** START OF EXTRACT TO READ **

Shedding some light on the sensitivity specification and how it may translate to the real world performance of a loudspeaker system...

The specification of a loudspeaker’s sensitivity is probably one of the most common, yet perhaps one of the most misunderstood. It’s common to see the magnitude response of a loudspeaker system reduced to a single number as a sensitivity rating. This is perhaps at the heart of the confusion.

One would think that this metric should give some indication as to how loud a particular loudspeaker will be when reproducing a signal. One may also think that two loudspeakers with the same sensitivity rating will be equally loud when reproducing the same signal. Each of these assertions is only partially true.

A loudspeaker’s sensitivity can give an indication of its output level but only for a signal with a specific bandwidth and spectral content.

Similarly, two loudspeakers with the same sensitivity may not output the same SPL when excited by the same signal if the frequency response limits of the two loudspeakers are different. Let’s look at the underlying cause of each of these effects, bandwidth, and the role it plays, and also look at why sensitivity may no longer need to be referenced to a watt.

According to the standard IEC60268-5, a loudspeaker’s sensitivity is determined by measuring its output when driven by a band limited pink noise signal with a Vrms equal to the square root of the loudspeaker’s rated impedance and referencing this SPL to a distance of 1 meter.

The bandwidth of the pink noise is limited as a function of the effective frequency range of the DUT (Device Under Test). This is done to ensure that the test signal is confined to a portion of the frequency spectrum in which the DUT has appreciable output.

If a particular loudspeaker isn’t capable of reproducing signals below 150 Hz it does no good to excite it with such signals other than to generate heat. The same holds true if the loudspeaker can’t reproduce signals above some high frequency limit.

A high-resolution transfer function measurement of the DUT can also produce an identical sensitivity rating when the average magnitude is calculated on a log frequency basis. As an example, let’s look at Figure 1. Here we see the on-axis response of a loudspeaker. Its sensitivity rating is shown as the straight line.

Figure 1: Magnitude response and single number sensitivity rating of loudspeaker system A.

The length of this line coincides with the upper and lower frequency limits of the pink noise used to measure the sensitivity rating. The spectral content of this noise signal is shown in Figure 2.

Figure 2: Spectral content of signal used to determine the sensitivity rating of loudspeaker A from Figure 1.

If a signal with different spectral content, but the same broadband level were used to drive this loudspeaker, would it result in the same SPL as the sensitivity?

** END OF EXTRACT TO READ **

**WHAT TO DO**: Copy out the loudspeaker sensitivity text word for word, everything from "If a particular" down to "in Figure 2.".

** START OF DATA SHOWN **

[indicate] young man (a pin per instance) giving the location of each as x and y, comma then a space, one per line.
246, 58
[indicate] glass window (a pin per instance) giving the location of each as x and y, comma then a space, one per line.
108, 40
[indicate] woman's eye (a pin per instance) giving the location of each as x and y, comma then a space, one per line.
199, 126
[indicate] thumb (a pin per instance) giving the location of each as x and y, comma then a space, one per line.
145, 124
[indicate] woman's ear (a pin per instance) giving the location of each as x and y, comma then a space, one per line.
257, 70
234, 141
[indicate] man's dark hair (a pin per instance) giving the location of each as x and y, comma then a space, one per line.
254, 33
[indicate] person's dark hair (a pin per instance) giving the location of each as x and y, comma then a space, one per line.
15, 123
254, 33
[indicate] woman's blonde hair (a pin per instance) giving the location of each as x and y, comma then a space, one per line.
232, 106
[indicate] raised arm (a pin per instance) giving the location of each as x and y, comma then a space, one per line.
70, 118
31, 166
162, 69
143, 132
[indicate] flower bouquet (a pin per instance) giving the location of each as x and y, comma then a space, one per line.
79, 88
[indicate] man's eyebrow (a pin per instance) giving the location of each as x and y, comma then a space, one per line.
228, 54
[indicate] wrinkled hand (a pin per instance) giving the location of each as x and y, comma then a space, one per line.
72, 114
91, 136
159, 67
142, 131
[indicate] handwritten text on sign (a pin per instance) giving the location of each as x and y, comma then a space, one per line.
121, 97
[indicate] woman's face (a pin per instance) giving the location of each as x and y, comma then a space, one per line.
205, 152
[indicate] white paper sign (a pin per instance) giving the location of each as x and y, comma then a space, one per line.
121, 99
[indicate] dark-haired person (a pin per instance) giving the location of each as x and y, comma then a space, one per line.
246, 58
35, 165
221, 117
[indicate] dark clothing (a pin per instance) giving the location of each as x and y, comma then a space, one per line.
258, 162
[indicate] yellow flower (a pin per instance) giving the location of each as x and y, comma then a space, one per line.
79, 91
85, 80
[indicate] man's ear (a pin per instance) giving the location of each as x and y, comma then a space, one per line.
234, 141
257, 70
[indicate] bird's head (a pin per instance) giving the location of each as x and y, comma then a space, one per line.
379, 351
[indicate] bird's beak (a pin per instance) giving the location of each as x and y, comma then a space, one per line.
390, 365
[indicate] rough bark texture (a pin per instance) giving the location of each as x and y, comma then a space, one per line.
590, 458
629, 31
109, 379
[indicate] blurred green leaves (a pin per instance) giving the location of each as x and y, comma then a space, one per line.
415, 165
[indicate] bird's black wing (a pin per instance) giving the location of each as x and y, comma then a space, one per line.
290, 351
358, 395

** END OF DATA SHOWN **

**RESULT**:
If a particular loudspeaker isn’t capable of reproducing signals below 150 Hz it does no good to excite it with such signals other than to generate heat. The same holds true if the loudspeaker can’t reproduce signals above some high frequency limit.

A high-resolution transfer function measurement of the DUT can also produce an identical sensitivity rating when the average magnitude is calculated on a log frequency basis. As an example, let’s look at Figure 1. Here we see the on-axis response of a loudspeaker. Its sensitivity rating is shown as the straight line.

Figure 1: Magnitude response and single number sensitivity rating of loudspeaker system A.

The length of this line coincides with the upper and lower frequency limits of the pink noise used to measure the sensitivity rating. The spectral content of this noise signal is shown in Figure 2.